--- START OF DOCUMENT SECTION ---
Following cued-recall, the procedure diverges for participants in the shallow and deep conditions: those in the shallow condition completed a single news paraphrase task, whereas those in the deep study condition completed a series of probe association tasks.
The news paraphrase task required participants to read a mock newspaper story (140 words) that included the six probe phrases in the description of a fictitious campus theft and were then asked to paraphrase it in writing. Participants were informed that they would need to paraphrase the story and thus spent 3 min on average studying the text.
Instead of the newspaper task, participants in the deep condition completed a set of four new tasks (picture matching, word jumble, hand writing, and word shouting) designed to increase exposure duration, require increased attention, and lead to rich and multimodal memory representations (c.f., Waid et al. 1981b). Each of the four tasks involved random presentation of all six probes in three separate blocks for a total of 12 task blocks. These task blocks were randomly mixed together so that no two successive blocks involved the same task (e.g., pm, wj, ws, pm, hw, wj, etc.). After each response of each task, participants were given accuracy feedback, except for the shout task during which response time feedback was displayed instead. Overall, this task is similar to the overlearning technique previously reported by Waid and colleagues, who also asked participants to write each word backwards, provide the list in alphabetical order, and to provide free associates of each word.
--- END OF DOCUMENT SECTION ---
--- START OF DATASET RECORDS ---
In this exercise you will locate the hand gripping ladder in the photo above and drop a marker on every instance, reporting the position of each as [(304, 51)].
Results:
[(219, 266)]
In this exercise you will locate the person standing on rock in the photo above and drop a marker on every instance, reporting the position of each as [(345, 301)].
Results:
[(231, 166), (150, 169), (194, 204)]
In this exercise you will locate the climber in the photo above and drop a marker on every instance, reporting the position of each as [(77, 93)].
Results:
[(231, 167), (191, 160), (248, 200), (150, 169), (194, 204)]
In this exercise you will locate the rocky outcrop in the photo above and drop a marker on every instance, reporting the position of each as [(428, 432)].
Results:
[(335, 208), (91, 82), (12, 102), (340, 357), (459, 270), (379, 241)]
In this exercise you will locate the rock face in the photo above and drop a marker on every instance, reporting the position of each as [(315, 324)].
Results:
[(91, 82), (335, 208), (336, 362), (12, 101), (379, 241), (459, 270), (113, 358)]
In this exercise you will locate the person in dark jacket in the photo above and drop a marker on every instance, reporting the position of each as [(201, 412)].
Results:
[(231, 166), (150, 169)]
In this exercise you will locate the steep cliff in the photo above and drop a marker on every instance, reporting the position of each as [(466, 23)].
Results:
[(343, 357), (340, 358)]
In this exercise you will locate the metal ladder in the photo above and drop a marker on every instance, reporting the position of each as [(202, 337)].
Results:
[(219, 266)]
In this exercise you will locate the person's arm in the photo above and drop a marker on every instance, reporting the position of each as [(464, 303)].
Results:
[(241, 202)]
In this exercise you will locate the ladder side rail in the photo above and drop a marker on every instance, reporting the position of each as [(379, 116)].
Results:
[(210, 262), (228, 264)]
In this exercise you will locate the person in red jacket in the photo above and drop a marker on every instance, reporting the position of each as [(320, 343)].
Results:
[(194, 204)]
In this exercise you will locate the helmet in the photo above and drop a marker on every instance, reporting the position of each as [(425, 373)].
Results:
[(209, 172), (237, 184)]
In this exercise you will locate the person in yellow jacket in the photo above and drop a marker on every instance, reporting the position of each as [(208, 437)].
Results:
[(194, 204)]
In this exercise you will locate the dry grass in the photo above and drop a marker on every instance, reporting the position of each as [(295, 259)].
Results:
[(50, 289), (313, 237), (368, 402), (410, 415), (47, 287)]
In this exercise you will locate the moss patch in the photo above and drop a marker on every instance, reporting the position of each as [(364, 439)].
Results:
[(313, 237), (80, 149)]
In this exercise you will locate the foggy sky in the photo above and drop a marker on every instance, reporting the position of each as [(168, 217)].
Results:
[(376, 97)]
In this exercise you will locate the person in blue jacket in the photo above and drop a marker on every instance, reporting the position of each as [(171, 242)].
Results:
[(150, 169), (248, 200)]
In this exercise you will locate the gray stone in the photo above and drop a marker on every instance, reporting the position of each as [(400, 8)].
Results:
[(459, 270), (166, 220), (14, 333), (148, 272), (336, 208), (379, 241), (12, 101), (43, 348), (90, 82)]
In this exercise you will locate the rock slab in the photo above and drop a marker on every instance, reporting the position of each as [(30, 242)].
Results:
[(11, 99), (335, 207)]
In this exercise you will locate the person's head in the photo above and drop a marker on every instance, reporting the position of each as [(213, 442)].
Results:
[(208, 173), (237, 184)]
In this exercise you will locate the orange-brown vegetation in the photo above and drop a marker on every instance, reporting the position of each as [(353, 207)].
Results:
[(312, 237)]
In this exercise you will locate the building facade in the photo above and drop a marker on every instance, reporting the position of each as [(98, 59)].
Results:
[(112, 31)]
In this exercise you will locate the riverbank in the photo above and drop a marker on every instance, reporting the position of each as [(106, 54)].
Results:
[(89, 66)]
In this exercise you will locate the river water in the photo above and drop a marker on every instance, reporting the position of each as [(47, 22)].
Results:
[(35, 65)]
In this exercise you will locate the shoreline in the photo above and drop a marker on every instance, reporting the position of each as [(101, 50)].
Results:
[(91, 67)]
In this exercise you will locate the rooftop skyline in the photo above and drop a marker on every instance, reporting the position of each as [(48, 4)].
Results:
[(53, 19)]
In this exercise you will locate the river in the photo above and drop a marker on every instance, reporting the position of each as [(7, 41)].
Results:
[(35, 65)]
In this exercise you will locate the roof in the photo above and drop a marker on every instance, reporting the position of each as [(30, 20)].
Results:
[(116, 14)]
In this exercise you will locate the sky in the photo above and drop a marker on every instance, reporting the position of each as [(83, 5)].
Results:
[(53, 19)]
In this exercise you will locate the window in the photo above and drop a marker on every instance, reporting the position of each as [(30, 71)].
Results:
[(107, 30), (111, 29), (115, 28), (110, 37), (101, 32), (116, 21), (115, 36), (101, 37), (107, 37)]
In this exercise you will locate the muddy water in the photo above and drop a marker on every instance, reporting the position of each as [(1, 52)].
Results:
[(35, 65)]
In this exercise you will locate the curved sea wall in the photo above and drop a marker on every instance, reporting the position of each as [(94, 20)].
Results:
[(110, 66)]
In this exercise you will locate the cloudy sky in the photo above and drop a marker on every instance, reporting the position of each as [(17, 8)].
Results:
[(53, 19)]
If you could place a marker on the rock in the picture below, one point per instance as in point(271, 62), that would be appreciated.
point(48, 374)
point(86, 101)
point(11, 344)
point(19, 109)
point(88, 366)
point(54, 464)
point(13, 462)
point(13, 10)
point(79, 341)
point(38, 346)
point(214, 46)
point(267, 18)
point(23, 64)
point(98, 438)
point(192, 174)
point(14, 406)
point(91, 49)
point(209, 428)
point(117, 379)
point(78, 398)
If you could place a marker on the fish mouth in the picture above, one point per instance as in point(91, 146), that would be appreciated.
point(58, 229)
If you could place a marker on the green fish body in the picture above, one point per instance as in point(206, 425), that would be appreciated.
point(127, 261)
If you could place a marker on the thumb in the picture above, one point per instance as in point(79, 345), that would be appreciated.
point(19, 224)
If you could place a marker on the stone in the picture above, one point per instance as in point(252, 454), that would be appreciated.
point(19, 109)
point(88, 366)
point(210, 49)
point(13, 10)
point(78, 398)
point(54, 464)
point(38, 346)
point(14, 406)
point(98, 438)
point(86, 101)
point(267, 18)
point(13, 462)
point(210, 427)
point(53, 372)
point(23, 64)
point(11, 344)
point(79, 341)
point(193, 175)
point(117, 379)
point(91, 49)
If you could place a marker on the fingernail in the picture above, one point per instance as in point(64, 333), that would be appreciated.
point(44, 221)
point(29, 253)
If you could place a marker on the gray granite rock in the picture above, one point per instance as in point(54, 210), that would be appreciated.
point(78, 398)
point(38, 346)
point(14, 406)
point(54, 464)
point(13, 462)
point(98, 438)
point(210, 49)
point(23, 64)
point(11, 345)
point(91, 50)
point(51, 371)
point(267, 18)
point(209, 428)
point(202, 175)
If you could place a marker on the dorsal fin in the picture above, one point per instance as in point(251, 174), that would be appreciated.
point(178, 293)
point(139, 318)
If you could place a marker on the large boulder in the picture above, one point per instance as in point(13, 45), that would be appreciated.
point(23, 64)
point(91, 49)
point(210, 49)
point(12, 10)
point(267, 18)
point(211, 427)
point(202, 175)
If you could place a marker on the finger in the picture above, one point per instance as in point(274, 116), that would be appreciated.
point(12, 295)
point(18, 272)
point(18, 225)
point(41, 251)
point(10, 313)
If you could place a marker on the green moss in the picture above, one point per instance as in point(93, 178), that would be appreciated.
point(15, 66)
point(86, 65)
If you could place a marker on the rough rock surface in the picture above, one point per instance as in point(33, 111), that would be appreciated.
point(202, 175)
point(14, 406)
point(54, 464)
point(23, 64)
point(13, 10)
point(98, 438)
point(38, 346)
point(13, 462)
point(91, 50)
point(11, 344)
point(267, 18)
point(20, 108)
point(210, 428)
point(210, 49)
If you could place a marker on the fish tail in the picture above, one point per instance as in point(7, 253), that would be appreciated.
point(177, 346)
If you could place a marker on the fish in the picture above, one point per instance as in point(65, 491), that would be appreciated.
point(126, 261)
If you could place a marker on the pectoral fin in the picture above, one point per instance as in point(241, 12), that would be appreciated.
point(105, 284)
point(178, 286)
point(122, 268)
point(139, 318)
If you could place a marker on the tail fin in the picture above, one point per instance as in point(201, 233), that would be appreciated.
--- END OF DATASET RECORDS ---
→ REQUESTS
A – In the study procedure excerpt, about how long did participants spend studying the newspaper story?
B – Write out the listing word for word, starting at the line containing "If you could place a marker on the fish in" and ending at the last line of the listing.

→ ANSWERS GIVEN
A – About 3 minutes on average.

B –
If you could place a marker on the fish in the picture above, one point per instance as in point(65, 491), that would be appreciated.
point(126, 261)
If you could place a marker on the pectoral fin in the picture above, one point per instance as in point(241, 12), that would be appreciated.
point(105, 284)
point(178, 286)
point(122, 268)
point(139, 318)
If you could place a marker on the tail fin in the picture above, one point per instance as in point(201, 233), that would be appreciated.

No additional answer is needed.